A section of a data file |
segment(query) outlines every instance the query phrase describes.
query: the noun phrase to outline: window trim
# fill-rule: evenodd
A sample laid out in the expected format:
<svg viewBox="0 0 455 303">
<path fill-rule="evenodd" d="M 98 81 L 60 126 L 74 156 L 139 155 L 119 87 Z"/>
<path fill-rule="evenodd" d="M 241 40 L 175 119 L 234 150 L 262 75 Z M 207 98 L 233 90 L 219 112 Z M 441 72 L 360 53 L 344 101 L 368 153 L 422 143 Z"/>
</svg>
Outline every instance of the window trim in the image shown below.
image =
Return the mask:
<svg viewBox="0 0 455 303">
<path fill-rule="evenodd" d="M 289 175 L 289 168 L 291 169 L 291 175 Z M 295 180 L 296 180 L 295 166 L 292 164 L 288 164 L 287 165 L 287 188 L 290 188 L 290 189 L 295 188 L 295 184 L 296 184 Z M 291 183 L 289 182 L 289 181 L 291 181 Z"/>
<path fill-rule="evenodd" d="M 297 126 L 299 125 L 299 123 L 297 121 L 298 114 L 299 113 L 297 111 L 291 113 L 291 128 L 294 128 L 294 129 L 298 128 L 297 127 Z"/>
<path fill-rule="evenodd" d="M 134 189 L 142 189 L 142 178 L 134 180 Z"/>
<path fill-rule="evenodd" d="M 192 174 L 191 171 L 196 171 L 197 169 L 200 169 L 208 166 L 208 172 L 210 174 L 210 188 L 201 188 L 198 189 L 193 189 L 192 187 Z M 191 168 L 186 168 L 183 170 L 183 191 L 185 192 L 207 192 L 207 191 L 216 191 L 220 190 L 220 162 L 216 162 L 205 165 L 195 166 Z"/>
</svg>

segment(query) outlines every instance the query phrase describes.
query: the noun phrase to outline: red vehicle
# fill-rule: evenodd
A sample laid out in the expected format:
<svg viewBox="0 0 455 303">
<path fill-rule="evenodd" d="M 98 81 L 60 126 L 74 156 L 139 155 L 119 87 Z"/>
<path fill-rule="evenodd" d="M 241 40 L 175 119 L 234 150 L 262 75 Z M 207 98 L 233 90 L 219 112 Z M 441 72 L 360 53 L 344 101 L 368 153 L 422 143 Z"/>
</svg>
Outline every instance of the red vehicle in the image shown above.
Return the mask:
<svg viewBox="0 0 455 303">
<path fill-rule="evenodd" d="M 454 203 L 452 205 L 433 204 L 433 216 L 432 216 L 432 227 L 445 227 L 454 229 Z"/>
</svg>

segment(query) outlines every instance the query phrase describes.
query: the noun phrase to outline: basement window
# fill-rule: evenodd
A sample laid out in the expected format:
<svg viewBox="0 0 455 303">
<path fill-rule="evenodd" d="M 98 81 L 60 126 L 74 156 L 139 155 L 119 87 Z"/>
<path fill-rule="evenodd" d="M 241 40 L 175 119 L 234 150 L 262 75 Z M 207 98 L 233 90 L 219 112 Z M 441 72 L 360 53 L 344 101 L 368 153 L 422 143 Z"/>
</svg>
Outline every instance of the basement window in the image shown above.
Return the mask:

GIVEN REQUEST |
Print these rows again word for word.

REPLY |
segment(query) outlines every instance the query phrase describes.
query: the noun phrase to outline: window trim
# fill-rule: evenodd
A sample laid out in the expected format:
<svg viewBox="0 0 455 303">
<path fill-rule="evenodd" d="M 98 81 L 60 126 L 74 156 L 139 155 L 119 87 Z"/>
<path fill-rule="evenodd" d="M 241 40 L 175 119 L 234 150 L 262 75 Z M 207 98 L 233 90 L 219 112 Z M 441 72 L 360 53 L 344 101 L 368 153 L 422 143 Z"/>
</svg>
Outline every instance of the window trim in the image shown below.
image =
Return the mask:
<svg viewBox="0 0 455 303">
<path fill-rule="evenodd" d="M 289 175 L 289 168 L 291 169 L 291 175 Z M 295 180 L 296 180 L 295 166 L 292 164 L 288 164 L 287 165 L 287 188 L 290 188 L 290 189 L 295 188 L 295 184 L 296 184 Z M 291 183 L 289 182 L 289 181 L 291 181 Z"/>
<path fill-rule="evenodd" d="M 297 126 L 299 125 L 299 123 L 297 121 L 298 114 L 299 113 L 297 111 L 291 113 L 291 128 L 294 128 L 294 129 L 298 128 L 297 127 Z"/>
<path fill-rule="evenodd" d="M 134 189 L 142 189 L 142 178 L 134 180 Z"/>
<path fill-rule="evenodd" d="M 192 174 L 191 171 L 196 171 L 197 169 L 200 169 L 208 166 L 208 172 L 210 174 L 210 188 L 201 188 L 198 189 L 193 189 L 192 187 Z M 191 168 L 186 168 L 183 170 L 183 191 L 185 192 L 207 192 L 207 191 L 216 191 L 220 190 L 220 162 L 216 162 L 205 165 L 195 166 Z"/>
</svg>

segment(query) outlines every instance the query phrase describes.
query: the noun phrase to outline: red vehicle
# fill-rule: evenodd
A sample laid out in the expected format:
<svg viewBox="0 0 455 303">
<path fill-rule="evenodd" d="M 98 81 L 60 126 L 74 156 L 139 155 L 119 87 Z"/>
<path fill-rule="evenodd" d="M 241 40 L 175 119 L 234 150 L 262 75 Z M 207 98 L 233 90 L 219 112 Z M 441 72 L 360 53 L 344 101 L 368 153 L 422 143 Z"/>
</svg>
Outline every instance of the red vehicle in the image shown above.
Return the mask:
<svg viewBox="0 0 455 303">
<path fill-rule="evenodd" d="M 454 203 L 452 205 L 433 204 L 433 216 L 432 216 L 432 227 L 445 227 L 454 229 Z"/>
</svg>

segment(query) outlines every instance the query phrase describes.
query: the noun phrase to outline: basement window
# fill-rule: evenodd
A sample laid out in the expected format:
<svg viewBox="0 0 455 303">
<path fill-rule="evenodd" d="M 98 81 L 60 126 L 74 156 L 139 155 L 119 87 Z"/>
<path fill-rule="evenodd" d="M 241 40 L 175 119 L 234 150 L 262 75 Z M 207 98 L 233 90 L 219 112 Z M 441 72 L 360 53 L 344 101 L 368 153 L 422 143 Z"/>
</svg>
Outline every instance of the basement window in the image shown above.
Return the mask:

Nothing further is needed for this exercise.